THE INPUT section start

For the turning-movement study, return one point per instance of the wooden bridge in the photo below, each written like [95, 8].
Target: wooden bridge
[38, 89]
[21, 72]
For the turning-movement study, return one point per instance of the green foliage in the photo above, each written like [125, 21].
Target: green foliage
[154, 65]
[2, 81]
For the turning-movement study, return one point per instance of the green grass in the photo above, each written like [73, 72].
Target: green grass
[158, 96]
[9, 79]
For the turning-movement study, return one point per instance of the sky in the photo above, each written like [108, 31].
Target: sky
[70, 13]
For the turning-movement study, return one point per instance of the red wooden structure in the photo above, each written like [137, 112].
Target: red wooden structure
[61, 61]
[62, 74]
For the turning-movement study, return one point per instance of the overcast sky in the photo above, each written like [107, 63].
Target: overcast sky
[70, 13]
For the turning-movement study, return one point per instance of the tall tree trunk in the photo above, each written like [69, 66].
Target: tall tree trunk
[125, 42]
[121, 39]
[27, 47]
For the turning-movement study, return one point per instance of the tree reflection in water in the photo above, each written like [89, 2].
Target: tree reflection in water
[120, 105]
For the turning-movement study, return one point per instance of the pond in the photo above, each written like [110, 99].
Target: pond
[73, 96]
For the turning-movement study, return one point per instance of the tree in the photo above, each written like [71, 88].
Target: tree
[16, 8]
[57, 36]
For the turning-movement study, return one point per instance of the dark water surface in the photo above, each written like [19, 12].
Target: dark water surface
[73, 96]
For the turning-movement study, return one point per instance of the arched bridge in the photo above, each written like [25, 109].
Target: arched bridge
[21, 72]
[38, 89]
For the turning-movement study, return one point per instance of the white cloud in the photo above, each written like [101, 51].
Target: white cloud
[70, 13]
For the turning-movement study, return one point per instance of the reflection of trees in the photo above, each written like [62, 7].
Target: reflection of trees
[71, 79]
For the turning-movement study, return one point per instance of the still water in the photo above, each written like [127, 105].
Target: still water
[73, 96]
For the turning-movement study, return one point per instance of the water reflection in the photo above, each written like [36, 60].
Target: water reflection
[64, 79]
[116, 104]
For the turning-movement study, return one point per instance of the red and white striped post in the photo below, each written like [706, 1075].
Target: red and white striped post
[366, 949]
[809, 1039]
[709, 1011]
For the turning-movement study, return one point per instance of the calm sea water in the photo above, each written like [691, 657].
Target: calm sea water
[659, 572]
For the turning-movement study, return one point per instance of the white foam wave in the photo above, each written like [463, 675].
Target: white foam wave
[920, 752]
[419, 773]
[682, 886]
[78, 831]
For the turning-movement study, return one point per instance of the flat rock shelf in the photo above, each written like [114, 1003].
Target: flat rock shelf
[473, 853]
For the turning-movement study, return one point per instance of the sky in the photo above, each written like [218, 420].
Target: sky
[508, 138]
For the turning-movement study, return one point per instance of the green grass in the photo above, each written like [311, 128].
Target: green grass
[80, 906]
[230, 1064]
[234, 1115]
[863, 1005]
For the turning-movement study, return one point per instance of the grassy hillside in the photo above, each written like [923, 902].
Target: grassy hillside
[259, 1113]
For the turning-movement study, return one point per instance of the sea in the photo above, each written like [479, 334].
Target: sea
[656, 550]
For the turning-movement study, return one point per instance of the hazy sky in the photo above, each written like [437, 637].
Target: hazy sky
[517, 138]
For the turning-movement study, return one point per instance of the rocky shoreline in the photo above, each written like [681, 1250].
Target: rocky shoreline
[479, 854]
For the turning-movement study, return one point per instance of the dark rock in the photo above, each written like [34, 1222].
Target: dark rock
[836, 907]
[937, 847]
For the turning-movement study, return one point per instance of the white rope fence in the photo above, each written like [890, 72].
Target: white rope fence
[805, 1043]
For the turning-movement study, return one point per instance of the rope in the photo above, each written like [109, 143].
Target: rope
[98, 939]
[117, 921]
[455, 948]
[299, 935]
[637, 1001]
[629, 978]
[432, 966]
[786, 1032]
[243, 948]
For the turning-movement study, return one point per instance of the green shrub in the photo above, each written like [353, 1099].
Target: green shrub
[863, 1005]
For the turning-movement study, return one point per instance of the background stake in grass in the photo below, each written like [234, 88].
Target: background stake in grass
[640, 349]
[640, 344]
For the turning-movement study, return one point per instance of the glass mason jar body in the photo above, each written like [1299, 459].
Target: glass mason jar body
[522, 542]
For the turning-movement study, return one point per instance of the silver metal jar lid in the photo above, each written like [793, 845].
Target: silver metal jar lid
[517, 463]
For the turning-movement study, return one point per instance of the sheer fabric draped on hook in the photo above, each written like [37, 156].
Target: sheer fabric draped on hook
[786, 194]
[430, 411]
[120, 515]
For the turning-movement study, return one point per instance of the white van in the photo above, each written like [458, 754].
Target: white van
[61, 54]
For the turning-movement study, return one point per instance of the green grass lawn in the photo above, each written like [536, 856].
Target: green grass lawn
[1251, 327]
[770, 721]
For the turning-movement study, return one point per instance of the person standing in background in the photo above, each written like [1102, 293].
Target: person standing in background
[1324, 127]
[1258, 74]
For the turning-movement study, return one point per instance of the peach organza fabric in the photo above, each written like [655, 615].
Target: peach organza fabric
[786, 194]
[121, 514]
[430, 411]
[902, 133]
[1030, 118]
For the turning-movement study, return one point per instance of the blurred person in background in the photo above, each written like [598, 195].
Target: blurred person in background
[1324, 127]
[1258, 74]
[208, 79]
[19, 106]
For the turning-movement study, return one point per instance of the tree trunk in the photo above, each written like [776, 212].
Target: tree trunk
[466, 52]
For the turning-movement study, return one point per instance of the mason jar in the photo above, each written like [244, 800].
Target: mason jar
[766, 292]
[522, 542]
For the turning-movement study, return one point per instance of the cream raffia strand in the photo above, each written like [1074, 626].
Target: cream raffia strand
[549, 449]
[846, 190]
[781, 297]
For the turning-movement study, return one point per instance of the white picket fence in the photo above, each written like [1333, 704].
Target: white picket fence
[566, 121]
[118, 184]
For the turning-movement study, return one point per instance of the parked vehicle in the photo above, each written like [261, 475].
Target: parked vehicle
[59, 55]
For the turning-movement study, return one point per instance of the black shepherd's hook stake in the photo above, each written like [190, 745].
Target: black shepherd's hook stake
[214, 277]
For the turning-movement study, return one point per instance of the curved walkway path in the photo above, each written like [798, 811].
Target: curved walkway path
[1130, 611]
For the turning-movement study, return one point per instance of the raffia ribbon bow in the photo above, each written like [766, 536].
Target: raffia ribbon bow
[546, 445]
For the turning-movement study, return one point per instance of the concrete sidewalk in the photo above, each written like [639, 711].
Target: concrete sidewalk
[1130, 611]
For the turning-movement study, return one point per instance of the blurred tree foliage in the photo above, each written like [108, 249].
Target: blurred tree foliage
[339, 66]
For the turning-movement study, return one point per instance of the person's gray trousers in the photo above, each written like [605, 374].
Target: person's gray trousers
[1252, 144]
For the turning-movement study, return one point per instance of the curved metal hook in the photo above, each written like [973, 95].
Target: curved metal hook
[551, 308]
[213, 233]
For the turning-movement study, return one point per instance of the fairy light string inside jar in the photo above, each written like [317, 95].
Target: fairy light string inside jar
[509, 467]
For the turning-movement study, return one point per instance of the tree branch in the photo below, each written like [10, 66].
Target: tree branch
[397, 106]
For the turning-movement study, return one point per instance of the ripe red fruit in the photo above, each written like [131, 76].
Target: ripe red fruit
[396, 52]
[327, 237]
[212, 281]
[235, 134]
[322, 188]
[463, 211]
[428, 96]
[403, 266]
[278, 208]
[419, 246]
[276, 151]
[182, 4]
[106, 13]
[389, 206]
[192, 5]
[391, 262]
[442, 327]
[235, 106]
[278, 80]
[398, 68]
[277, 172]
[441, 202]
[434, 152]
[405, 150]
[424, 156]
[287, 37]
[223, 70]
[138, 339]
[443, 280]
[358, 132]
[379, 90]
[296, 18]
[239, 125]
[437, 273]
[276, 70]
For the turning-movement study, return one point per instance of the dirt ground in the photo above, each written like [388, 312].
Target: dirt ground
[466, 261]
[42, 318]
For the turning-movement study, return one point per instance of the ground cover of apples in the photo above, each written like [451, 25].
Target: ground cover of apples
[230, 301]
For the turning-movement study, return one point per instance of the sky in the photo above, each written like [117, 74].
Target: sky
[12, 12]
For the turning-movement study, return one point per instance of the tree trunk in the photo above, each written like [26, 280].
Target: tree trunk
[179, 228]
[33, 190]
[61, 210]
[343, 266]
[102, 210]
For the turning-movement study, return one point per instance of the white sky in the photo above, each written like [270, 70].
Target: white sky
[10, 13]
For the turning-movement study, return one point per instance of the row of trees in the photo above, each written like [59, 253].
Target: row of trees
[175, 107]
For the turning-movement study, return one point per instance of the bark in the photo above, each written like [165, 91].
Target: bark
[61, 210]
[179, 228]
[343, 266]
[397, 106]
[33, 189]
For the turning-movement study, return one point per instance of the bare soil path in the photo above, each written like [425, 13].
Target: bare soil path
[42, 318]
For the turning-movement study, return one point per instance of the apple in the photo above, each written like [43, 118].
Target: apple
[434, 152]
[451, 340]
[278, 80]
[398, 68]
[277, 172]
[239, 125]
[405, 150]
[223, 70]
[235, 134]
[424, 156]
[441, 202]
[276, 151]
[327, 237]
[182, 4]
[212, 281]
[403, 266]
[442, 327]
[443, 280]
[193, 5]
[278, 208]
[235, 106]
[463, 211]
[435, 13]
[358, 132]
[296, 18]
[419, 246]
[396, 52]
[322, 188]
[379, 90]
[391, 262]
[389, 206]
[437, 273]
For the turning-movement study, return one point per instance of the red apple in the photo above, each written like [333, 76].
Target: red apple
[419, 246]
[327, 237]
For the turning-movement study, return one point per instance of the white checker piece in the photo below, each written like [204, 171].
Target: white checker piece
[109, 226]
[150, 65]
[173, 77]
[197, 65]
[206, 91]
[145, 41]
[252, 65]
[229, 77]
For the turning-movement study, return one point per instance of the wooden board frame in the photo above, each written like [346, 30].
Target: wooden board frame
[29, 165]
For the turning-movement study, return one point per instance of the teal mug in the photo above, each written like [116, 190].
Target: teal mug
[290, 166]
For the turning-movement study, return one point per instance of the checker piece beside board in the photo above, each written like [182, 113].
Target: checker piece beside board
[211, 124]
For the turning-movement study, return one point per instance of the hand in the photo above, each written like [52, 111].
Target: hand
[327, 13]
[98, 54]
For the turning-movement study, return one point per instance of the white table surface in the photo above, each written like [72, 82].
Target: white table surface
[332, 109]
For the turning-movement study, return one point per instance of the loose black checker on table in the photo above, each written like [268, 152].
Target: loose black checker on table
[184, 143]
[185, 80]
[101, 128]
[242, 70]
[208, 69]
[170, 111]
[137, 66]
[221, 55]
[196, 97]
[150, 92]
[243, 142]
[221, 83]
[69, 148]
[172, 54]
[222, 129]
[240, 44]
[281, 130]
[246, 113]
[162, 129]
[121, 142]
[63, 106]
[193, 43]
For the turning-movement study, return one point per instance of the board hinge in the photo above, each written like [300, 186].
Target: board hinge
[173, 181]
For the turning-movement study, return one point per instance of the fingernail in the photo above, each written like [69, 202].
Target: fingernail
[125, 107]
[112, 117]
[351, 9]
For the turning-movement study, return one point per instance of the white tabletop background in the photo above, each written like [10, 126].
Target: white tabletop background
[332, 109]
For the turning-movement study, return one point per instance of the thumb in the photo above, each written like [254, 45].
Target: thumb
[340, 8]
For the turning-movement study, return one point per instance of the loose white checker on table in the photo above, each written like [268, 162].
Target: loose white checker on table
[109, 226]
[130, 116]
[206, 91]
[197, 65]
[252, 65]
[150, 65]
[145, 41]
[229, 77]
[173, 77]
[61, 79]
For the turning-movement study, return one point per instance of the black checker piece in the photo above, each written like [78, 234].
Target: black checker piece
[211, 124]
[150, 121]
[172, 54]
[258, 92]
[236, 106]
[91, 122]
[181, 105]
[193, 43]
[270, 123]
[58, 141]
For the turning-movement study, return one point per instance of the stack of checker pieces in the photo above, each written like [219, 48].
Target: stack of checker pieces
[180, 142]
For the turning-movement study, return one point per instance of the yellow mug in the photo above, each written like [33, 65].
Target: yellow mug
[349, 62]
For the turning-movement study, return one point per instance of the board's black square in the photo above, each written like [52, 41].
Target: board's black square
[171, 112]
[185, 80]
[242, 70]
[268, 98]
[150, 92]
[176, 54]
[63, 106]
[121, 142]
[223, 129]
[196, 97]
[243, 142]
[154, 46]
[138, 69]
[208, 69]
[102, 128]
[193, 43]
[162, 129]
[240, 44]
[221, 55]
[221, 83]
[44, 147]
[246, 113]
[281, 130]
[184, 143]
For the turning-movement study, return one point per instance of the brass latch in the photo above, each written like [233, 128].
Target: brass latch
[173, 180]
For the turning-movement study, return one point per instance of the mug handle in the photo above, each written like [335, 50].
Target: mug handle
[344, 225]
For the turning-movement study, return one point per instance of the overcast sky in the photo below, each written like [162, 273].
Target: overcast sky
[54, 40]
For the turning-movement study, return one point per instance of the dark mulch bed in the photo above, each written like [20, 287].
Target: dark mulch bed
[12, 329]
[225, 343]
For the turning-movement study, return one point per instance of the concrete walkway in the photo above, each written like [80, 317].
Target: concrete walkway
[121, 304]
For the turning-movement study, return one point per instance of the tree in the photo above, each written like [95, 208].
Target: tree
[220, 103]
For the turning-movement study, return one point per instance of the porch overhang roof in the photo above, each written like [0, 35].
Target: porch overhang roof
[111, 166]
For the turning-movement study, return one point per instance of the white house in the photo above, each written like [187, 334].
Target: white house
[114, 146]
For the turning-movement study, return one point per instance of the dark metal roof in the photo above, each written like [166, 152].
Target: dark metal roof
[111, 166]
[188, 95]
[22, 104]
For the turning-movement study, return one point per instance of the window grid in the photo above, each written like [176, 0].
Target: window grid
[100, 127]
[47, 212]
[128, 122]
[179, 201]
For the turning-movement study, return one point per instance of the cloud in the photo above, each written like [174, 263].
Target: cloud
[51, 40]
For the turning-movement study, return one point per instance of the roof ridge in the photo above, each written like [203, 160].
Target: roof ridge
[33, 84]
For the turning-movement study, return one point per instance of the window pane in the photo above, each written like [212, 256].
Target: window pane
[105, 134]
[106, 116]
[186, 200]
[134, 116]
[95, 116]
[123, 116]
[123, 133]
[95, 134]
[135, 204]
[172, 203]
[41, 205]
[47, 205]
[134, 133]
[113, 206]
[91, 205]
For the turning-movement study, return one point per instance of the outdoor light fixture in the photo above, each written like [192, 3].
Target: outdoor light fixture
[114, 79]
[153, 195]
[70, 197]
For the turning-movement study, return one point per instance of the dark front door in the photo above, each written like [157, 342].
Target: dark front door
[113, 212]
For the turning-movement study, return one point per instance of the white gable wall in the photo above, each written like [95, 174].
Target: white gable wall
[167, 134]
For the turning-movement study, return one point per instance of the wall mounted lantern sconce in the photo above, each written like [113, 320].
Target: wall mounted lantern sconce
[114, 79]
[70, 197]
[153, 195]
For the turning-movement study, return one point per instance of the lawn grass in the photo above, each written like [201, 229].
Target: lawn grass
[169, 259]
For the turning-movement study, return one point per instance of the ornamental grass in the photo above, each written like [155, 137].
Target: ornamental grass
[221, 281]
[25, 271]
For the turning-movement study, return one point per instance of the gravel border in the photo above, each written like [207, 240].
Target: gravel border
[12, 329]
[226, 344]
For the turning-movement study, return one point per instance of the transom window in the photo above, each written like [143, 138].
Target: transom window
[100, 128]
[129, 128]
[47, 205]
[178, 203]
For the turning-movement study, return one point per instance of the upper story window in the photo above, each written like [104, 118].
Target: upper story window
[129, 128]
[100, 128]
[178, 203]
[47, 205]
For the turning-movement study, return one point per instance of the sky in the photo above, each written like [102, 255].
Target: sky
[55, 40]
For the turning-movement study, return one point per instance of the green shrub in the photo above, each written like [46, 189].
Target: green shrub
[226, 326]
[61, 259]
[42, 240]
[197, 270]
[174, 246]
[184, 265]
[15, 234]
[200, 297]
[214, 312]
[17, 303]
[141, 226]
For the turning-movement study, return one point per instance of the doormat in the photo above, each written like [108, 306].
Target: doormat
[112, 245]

THE INPUT section end

WHAT TO PRODUCE:
Make a list of all lines in the data that contain "below".

PROBLEM SOLUTION:
For the turning-movement study, return one point per instance of the wooden bridge in the photo below, each written like [95, 8].
For the turning-movement study, return one point per instance of the red and white striped post in the photo below, each written like [706, 1075].
For the turning-movement study, return one point per instance of the background stake in grass in the photo below, each written like [234, 88].
For the turning-movement study, return one point per instance of the tree branch in the photo below, each written like [10, 66].
For the turning-movement study, return one point per instance of the white checker piece in the photo below, each written like [204, 171].
For the turning-movement study, return one point per instance of the overcast sky in the photo below, each written like [162, 273].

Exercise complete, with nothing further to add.